** Stated goal **
Set out the lines of the entries below as a JSON list of strings, one string per line with blank lines left out. Begin at the first line of the entries and stop after the line that contains "point(520, 529)".

** Records for the exercise **
┌──
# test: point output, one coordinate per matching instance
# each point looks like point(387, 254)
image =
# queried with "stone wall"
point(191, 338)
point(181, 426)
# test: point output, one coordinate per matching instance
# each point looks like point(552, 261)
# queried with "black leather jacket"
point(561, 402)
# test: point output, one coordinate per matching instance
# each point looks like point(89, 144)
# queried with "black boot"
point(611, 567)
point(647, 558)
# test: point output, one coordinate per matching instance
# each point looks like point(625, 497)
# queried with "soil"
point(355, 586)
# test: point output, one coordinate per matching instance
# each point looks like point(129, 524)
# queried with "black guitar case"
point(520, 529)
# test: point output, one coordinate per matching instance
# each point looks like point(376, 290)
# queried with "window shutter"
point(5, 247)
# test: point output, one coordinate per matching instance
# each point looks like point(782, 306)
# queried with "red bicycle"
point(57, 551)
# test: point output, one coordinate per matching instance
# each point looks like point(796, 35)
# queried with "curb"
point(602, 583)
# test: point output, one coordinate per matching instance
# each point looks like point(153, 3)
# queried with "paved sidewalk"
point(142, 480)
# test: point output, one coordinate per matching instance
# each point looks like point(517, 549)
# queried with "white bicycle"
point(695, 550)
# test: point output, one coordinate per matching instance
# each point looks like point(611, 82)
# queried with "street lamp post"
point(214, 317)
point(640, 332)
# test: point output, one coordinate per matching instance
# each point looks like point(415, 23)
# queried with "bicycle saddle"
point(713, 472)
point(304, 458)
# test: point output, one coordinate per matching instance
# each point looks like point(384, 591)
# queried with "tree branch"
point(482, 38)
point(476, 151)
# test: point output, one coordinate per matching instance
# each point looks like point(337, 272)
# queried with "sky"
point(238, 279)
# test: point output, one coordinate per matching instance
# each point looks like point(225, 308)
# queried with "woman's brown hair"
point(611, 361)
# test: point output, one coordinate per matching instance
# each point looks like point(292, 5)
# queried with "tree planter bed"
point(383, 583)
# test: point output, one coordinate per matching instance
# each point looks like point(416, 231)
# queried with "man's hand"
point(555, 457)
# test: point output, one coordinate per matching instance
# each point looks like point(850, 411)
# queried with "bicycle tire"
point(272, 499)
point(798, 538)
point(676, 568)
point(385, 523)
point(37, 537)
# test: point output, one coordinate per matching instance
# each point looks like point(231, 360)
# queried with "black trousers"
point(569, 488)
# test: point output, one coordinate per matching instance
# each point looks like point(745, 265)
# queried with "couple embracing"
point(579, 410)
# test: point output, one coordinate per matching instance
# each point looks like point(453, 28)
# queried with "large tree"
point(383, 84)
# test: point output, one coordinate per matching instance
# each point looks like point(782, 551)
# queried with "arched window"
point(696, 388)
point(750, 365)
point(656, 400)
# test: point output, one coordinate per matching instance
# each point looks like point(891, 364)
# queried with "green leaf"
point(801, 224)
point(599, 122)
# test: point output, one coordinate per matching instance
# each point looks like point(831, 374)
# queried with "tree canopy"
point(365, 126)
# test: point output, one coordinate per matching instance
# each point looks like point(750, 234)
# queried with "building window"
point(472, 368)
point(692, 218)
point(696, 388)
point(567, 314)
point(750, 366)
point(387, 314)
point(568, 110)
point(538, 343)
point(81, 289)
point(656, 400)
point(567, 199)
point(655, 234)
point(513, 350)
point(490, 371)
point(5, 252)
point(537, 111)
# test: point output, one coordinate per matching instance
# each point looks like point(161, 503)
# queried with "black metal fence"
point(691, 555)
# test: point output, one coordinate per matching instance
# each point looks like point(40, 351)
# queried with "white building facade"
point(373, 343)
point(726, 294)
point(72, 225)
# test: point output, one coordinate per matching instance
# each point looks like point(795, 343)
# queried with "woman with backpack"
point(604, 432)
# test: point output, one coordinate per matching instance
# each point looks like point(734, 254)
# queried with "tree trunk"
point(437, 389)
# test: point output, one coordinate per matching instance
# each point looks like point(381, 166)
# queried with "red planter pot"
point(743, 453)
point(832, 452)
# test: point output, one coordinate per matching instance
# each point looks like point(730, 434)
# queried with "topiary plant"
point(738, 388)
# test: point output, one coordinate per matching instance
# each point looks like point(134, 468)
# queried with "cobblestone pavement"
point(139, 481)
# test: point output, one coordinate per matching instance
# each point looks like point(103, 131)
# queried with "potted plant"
└──
** Solution for this exercise **
[
  "# test: point output, one coordinate per matching instance",
  "# each point looks like point(387, 254)",
  "image =",
  "# queried with \"stone wall\"",
  "point(191, 338)",
  "point(181, 426)",
  "# test: point output, one coordinate per matching instance",
  "# each point looks like point(552, 261)",
  "# queried with \"black leather jacket\"",
  "point(561, 402)",
  "# test: point output, one coordinate per matching instance",
  "# each point looks like point(89, 144)",
  "# queried with \"black boot\"",
  "point(611, 567)",
  "point(647, 558)",
  "# test: point output, one coordinate per matching instance",
  "# each point looks like point(625, 497)",
  "# queried with \"soil\"",
  "point(355, 586)",
  "# test: point output, one coordinate per matching instance",
  "# each point looks like point(129, 524)",
  "# queried with \"black guitar case\"",
  "point(520, 529)"
]